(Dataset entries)
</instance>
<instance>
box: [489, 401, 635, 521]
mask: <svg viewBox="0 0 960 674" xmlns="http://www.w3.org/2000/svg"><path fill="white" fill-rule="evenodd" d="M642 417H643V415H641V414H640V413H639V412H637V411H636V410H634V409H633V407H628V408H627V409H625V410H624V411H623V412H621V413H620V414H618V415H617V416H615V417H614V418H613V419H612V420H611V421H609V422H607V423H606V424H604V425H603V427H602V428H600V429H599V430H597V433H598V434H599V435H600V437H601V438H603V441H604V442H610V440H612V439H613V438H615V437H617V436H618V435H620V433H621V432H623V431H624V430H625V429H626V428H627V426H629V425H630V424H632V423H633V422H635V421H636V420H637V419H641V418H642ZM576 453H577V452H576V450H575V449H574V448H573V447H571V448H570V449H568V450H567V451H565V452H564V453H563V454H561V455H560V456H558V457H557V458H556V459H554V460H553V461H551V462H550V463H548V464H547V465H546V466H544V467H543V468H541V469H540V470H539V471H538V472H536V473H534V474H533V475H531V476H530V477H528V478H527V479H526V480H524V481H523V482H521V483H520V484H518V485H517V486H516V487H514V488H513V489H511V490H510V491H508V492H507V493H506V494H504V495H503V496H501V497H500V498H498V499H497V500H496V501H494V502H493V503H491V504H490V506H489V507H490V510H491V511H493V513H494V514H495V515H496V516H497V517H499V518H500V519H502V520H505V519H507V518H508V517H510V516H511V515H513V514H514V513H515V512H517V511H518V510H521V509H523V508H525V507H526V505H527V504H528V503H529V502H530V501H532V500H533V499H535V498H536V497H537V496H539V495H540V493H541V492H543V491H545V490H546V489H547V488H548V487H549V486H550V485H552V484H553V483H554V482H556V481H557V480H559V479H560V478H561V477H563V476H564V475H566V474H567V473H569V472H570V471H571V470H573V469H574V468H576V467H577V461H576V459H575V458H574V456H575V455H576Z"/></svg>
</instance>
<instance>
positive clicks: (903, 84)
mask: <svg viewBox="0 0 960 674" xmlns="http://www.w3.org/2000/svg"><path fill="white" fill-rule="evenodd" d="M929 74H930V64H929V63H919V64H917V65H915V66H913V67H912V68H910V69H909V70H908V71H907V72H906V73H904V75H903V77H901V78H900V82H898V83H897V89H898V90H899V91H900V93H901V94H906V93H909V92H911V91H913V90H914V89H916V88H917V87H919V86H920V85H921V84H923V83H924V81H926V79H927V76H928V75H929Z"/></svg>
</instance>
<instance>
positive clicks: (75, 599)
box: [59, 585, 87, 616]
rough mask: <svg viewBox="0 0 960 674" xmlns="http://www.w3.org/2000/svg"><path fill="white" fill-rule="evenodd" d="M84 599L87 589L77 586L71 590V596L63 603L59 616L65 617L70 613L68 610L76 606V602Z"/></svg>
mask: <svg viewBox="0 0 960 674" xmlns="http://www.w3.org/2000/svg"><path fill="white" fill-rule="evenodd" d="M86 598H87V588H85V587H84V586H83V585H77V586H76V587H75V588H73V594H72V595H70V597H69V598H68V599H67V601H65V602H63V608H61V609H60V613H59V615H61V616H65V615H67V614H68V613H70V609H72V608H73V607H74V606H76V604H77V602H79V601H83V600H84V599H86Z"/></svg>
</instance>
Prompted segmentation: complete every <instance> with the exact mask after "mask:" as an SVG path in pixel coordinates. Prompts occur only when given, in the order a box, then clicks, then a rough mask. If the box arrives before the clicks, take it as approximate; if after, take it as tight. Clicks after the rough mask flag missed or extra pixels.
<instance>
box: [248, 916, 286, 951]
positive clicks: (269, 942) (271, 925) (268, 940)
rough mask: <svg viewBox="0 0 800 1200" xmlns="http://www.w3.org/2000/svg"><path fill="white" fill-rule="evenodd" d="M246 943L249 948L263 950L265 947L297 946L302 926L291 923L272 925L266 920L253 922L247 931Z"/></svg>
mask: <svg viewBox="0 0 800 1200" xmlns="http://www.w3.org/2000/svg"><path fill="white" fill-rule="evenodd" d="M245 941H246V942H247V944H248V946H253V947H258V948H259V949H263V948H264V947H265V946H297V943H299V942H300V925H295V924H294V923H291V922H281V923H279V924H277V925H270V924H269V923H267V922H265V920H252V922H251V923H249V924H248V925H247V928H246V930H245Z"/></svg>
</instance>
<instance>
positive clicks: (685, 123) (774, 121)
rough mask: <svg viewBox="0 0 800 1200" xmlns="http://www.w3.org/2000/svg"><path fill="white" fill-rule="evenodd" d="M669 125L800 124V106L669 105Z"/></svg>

• EXERCISE:
Each line from the one that includes "943L249 948L263 950L265" down to the close of the records above is to be given again exactly, and no other line is to appear.

• TASK RESPONSE:
rough mask: <svg viewBox="0 0 800 1200" xmlns="http://www.w3.org/2000/svg"><path fill="white" fill-rule="evenodd" d="M246 943L249 948L263 950L265 947L297 946L302 926L291 923L272 925L266 920L253 922L247 931Z"/></svg>
mask: <svg viewBox="0 0 800 1200" xmlns="http://www.w3.org/2000/svg"><path fill="white" fill-rule="evenodd" d="M245 941H246V942H247V944H248V946H253V947H258V948H259V949H263V948H264V947H265V946H297V943H299V942H300V925H295V924H294V923H291V922H281V923H279V924H277V925H270V924H269V923H267V922H265V920H252V922H251V923H249V924H248V925H247V928H246V930H245Z"/></svg>
</instance>
<instance>
positive clicks: (685, 123) (774, 121)
rough mask: <svg viewBox="0 0 800 1200" xmlns="http://www.w3.org/2000/svg"><path fill="white" fill-rule="evenodd" d="M669 125L800 124V106L669 105Z"/></svg>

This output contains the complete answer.